■ **WHAT YOU NEED TO DO**: Nothing but the lines from the line with "Could you put a marker on the soccer ball" through the end of the data is to be copied, and each is to be copied exactly.

** START OF EXERCISE DATA **

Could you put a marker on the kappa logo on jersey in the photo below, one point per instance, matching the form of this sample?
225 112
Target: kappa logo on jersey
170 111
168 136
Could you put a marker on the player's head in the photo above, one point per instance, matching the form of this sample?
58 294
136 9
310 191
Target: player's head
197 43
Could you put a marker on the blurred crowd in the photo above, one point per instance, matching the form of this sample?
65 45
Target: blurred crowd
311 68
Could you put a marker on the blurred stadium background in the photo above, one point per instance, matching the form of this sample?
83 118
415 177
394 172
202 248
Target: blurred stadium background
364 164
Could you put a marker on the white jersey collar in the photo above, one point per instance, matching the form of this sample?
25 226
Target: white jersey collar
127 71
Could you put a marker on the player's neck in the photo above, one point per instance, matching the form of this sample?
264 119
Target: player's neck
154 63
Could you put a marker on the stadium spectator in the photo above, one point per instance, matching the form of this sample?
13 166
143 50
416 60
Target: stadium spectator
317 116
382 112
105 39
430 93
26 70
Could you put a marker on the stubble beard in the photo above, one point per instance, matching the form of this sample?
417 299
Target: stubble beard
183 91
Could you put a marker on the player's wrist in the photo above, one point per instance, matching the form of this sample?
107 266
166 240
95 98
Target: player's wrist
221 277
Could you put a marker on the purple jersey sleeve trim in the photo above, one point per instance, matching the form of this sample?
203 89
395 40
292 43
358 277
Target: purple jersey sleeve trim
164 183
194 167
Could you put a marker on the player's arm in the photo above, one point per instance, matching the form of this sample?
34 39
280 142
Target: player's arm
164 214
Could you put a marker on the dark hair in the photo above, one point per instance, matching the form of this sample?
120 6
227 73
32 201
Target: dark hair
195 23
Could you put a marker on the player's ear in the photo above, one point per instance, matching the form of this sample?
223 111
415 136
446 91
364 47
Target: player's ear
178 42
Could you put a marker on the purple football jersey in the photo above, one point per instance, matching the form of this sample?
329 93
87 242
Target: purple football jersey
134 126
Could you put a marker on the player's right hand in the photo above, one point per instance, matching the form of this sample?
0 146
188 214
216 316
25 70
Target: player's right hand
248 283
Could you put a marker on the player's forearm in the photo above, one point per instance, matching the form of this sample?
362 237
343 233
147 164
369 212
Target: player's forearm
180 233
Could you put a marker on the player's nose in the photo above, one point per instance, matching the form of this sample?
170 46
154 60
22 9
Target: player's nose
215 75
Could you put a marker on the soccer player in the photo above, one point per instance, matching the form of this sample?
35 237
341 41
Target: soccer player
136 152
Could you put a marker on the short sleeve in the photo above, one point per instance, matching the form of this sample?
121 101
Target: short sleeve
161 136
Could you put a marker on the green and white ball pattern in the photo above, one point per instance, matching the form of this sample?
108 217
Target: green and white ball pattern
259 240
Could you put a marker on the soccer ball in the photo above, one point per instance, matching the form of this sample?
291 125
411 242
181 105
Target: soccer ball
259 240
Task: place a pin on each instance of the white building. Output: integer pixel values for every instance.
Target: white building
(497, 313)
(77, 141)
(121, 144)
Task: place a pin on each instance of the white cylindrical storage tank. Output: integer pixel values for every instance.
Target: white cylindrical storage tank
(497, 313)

** END OF EXERCISE DATA **

■ **THE RESPONSE**:
Could you put a marker on the soccer ball in the photo above, one point per instance, matching the form of this sample?
291 125
411 242
181 105
Target: soccer ball
259 240
Task: place a pin on each instance of the white building. Output: integer pixel values for every instance.
Target: white building
(497, 313)
(77, 141)
(121, 144)
Task: place a pin on each instance of the white cylindrical storage tank. Output: integer pixel values for every instance.
Target: white cylindrical storage tank
(497, 313)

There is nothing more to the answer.